++++ Passage ++++

1) Realization and Acceptance: I realized that I would be on crutches for the next eight weeks, and at first, (like many other people), I was excited to be on crutches because they just look like so much fun right? Of course I was immediately proven wrong, because now everything feels like a chore. Even the simplest of actions.
2) Being alone with your thoughts: The broken leg life can actually be very boring, but this comes as no surprise. Being on crutches has slowed me down immensely, and I’ve found it extremely difficult to not be participating in the sports and activities that I had been involved in before my injury. Without all the action and adventure comes with the mind behind it all. Being alone with my thoughts has actually presented me with new outlooks on things. I’ve been able to really think about what I’m going to do after I’m healed, and how I’m going to let this experience define me, and I cannot lie; it’s been demoralizing. I am missing out on playing for the schools soccer team, which is something I have been looking forward to immensely. However, it seems as though it’s time to take my time elsewhere, into other hobbies. That brings us into step number 3.
3) Taking action: During the longing times of recovery, it’s important to not sit around, waiting for the time to come where you’re finally healed. It’s imperative to get involved with other things, and use your time to interest yourself in things that may have never seemed interesting before.

++++

◆ What you will do: Continue the numbered piece above about recovering from a broken leg on crutches, starting right after its last sentence.

++++ Collected material ++++

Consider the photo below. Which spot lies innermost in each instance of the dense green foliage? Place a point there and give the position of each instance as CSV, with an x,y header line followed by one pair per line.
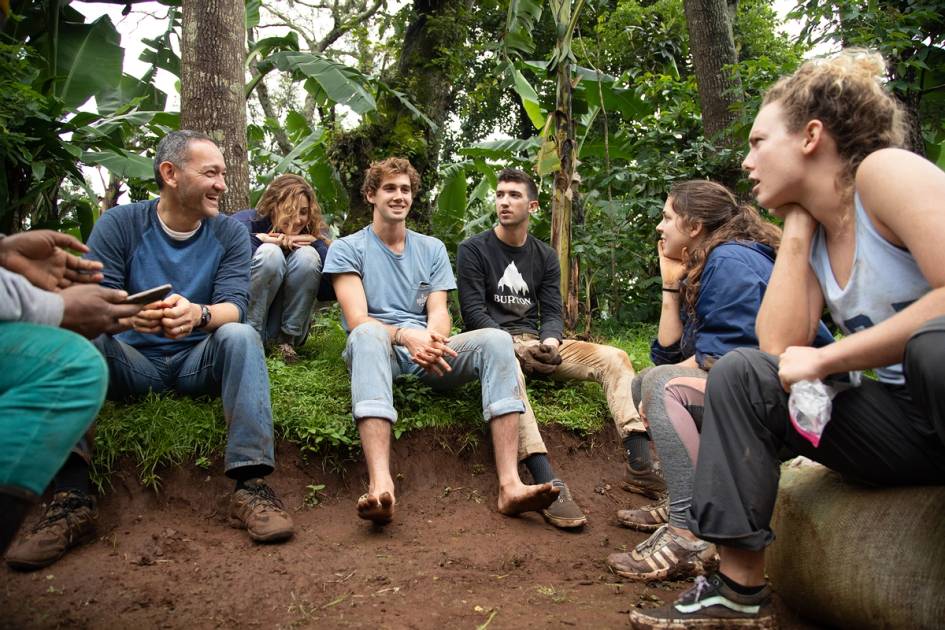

++++

◆ Exercise result:
4) Coping with the proper mindset: Although however seemingly challenging it may be through the road to recovery, it’s important to understand that it is only temporary, and that things will improve and that you will heal.
While on my road to recovery, although not easy, I can say that I’m using this experience to shape me into a better person, and someone who understands that there are other things out there to spend your time doing besides our daily routines. So, if you ever find yourself on your road to recovery, remember to remain positive, and to embrace this experience, as it may present a new outlook on the world. In the meantime, remember to not take the little things for granted! You never know when they can be taken away from you.